*Given instruction*: Gather every line below that contains the string "soldier" and copy each one in full. The match is case-sensitive.

══ Supplied entries

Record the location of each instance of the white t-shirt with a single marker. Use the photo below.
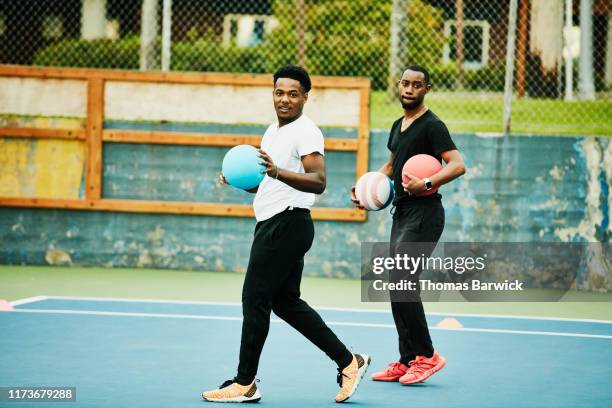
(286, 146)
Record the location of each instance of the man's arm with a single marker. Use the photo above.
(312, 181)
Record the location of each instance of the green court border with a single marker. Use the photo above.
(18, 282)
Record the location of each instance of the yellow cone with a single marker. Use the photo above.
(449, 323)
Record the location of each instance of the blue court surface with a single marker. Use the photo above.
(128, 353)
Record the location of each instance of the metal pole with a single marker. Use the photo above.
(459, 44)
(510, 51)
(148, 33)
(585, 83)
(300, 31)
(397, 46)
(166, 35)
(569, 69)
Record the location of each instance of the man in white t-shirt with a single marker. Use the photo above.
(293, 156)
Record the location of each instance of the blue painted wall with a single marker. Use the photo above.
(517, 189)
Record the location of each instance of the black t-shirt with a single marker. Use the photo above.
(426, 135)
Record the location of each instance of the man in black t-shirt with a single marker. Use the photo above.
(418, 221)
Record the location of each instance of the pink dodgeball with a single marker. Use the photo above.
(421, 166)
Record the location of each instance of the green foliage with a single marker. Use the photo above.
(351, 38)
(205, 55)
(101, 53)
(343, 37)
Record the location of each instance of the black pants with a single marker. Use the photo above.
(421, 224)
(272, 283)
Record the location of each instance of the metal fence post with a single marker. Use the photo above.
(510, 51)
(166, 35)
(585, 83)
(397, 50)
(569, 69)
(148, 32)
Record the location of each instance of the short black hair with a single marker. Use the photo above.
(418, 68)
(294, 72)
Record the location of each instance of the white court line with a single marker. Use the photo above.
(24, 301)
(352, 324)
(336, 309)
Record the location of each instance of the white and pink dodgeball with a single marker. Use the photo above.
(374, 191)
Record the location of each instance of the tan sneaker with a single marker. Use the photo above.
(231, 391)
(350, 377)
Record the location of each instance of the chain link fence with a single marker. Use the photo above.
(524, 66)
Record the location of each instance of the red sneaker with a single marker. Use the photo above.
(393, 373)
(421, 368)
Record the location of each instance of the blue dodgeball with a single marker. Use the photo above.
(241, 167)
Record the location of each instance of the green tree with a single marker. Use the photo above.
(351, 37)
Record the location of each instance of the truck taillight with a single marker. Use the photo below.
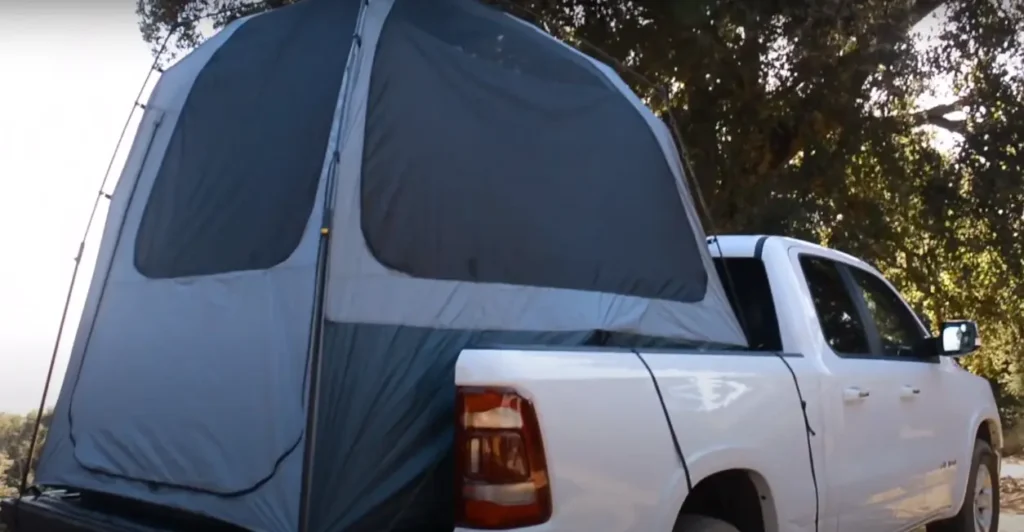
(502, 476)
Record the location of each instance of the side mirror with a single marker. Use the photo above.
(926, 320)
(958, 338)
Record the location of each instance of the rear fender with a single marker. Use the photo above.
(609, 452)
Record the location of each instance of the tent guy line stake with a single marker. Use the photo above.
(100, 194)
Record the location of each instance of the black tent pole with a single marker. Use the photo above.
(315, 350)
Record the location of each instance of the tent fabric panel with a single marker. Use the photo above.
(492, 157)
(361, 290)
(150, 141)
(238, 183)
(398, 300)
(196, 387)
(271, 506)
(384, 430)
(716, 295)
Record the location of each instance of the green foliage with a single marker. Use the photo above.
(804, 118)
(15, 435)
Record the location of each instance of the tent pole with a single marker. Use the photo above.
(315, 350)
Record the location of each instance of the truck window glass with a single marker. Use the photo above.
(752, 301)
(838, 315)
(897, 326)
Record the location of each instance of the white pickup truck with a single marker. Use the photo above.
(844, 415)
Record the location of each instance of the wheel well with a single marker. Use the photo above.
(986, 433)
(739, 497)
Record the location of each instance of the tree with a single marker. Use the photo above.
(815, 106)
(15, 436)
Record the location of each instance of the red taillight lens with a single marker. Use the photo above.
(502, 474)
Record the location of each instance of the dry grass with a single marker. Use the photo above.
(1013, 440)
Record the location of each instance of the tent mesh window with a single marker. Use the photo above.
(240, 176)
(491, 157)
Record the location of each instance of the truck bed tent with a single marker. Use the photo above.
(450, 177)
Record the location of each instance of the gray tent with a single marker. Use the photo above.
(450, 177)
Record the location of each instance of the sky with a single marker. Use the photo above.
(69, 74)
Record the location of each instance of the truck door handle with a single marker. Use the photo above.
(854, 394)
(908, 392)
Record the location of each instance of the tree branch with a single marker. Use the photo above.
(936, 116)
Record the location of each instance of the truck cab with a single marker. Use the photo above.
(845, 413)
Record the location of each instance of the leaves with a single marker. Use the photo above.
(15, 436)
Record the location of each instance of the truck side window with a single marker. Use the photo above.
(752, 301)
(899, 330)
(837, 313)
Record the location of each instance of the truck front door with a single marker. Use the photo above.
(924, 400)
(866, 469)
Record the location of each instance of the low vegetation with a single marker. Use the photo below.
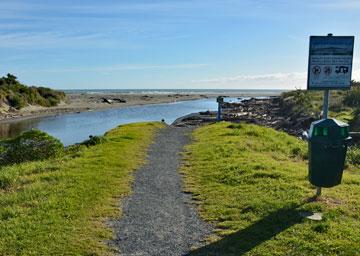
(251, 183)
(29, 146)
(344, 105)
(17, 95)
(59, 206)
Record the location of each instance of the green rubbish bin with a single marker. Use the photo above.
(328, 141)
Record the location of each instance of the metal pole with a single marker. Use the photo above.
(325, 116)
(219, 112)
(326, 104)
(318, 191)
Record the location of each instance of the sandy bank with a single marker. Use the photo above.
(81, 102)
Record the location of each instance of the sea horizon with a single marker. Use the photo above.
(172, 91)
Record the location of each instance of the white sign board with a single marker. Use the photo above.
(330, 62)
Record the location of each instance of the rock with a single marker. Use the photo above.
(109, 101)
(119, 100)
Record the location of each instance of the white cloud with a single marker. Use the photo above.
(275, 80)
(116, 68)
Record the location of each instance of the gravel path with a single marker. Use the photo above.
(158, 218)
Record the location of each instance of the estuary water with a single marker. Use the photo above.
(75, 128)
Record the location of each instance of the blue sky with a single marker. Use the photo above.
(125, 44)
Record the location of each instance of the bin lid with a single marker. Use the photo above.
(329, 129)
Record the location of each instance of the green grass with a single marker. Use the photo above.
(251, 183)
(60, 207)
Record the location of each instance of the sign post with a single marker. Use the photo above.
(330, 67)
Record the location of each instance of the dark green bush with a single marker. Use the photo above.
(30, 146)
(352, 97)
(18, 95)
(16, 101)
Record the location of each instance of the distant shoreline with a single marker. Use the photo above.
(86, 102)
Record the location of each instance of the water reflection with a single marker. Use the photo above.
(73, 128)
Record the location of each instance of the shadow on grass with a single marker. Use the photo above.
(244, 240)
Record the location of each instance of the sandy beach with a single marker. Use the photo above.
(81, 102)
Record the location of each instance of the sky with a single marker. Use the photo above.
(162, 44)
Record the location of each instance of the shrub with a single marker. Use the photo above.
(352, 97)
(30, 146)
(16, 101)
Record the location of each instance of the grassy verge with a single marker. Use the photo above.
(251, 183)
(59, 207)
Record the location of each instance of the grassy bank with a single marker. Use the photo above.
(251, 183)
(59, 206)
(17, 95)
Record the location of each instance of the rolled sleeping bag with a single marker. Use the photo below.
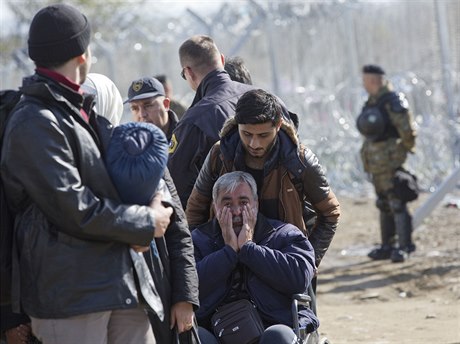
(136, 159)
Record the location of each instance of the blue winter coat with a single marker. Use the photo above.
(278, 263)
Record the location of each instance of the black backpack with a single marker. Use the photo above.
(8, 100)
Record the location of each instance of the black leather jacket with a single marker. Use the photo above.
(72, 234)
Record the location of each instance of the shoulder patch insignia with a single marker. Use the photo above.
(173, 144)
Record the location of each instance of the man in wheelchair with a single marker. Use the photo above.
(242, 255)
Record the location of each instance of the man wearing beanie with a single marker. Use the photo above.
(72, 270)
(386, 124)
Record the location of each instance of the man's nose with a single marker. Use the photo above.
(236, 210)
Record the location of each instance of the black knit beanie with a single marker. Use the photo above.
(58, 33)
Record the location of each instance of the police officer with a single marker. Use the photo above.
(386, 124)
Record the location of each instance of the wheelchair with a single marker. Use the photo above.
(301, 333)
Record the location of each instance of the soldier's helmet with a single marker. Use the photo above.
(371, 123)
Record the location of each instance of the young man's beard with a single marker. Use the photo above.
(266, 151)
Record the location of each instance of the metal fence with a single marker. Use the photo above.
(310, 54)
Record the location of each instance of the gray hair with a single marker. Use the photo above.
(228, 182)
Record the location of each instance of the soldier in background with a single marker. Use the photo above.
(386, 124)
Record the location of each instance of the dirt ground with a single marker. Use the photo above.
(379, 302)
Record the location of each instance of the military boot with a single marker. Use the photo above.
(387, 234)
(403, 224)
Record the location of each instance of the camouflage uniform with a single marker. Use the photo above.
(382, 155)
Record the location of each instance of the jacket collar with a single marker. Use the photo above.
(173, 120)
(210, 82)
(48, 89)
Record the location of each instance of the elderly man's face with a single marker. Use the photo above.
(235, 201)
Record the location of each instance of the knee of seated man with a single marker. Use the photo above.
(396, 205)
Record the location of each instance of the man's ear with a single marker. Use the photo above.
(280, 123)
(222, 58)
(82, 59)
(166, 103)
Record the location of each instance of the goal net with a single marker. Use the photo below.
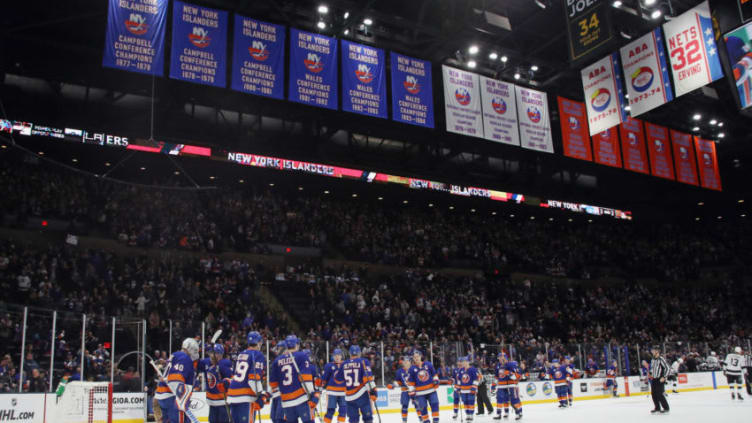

════
══ Supplied entries

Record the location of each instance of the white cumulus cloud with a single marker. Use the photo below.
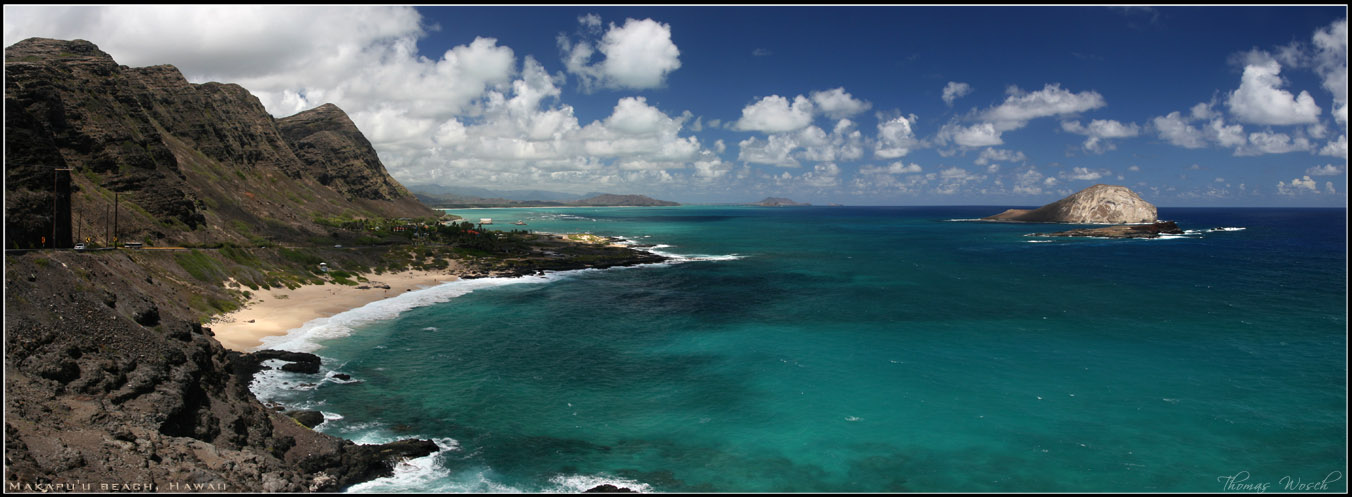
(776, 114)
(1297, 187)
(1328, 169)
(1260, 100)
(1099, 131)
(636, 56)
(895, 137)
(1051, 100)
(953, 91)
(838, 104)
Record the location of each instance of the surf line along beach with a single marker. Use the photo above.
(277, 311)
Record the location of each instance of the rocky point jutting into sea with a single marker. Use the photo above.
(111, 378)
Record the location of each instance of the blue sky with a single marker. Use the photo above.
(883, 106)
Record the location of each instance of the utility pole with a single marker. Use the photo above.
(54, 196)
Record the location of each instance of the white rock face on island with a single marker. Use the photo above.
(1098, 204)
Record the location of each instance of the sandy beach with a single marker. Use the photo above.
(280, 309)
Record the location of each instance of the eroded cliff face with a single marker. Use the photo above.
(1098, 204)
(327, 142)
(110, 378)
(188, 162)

════
══ Supplied entries

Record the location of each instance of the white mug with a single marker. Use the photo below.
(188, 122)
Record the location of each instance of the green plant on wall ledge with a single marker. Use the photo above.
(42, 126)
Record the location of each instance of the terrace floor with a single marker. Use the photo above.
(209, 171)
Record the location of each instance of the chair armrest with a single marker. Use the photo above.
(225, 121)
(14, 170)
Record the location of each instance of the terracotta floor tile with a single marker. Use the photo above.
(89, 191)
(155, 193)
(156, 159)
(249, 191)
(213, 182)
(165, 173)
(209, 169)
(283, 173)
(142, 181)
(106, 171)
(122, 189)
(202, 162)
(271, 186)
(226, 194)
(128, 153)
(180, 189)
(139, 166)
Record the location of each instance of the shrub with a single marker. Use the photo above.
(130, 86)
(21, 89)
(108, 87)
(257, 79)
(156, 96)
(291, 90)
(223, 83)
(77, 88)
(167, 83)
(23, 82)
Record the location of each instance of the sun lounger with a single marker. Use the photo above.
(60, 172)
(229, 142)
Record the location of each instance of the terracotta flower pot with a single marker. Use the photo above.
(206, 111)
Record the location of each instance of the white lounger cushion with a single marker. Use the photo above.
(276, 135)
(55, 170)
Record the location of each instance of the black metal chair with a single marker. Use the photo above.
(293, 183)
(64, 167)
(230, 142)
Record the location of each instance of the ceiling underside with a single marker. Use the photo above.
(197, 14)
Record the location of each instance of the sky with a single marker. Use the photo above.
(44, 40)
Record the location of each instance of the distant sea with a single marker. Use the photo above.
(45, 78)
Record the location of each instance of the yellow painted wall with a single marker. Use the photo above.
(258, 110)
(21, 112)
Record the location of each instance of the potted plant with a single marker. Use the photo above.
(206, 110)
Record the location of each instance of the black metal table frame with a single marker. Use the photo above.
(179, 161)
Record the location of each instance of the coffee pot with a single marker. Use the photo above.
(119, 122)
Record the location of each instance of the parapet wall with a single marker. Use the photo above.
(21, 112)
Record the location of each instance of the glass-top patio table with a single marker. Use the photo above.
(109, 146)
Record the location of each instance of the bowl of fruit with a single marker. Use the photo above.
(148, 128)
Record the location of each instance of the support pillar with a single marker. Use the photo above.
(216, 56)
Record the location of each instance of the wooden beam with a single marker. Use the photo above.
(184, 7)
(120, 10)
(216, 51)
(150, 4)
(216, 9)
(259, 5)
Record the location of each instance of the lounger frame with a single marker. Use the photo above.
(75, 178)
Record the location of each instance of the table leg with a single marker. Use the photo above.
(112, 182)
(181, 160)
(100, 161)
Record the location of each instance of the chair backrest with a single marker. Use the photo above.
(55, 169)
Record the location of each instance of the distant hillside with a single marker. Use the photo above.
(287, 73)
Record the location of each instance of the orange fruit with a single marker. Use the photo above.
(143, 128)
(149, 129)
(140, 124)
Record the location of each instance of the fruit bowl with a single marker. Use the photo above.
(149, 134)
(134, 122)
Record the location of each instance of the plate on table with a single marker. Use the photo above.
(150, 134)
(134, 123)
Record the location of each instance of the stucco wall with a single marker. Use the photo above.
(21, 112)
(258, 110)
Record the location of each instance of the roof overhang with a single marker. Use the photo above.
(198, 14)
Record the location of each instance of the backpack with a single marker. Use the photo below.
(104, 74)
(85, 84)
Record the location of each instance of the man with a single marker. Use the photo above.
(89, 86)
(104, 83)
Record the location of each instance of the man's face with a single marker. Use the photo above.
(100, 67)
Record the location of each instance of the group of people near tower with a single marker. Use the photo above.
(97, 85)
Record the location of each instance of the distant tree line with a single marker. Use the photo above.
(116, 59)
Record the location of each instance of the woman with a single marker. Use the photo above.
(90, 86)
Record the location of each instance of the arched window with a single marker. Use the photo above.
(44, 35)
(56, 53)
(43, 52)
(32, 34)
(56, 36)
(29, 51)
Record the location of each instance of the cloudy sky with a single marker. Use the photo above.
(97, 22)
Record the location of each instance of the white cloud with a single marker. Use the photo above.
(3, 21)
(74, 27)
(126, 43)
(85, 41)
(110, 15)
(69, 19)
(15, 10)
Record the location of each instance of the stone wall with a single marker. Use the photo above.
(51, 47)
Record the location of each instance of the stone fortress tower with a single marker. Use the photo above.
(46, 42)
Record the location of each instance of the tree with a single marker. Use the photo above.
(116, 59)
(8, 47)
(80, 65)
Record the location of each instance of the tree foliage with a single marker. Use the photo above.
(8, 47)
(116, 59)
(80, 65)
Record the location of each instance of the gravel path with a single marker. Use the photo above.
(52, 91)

════

*Solution to this problem*:
Record the location of each instance of the soldier's helmet with a single marker. Use the photo above.
Record the location of each instance of the soldier in background with a single marker. Use the photo above.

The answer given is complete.